* [Task statement]:
Please edit the records below so that "long blonde hair" reads "short dark hair" wherever it appears, leaving everything else unchanged.

start Extracted entries

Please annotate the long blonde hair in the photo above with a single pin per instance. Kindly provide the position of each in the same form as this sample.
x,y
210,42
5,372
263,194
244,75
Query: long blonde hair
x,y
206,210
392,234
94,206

end Extracted entries

* [Output for this task]:
Please annotate the short dark hair in the photo above with a single pin per instance. Kindly provide the position of each in the same form as this sample.
x,y
210,42
5,372
263,194
244,75
Query: short dark hair
x,y
206,210
392,234
94,206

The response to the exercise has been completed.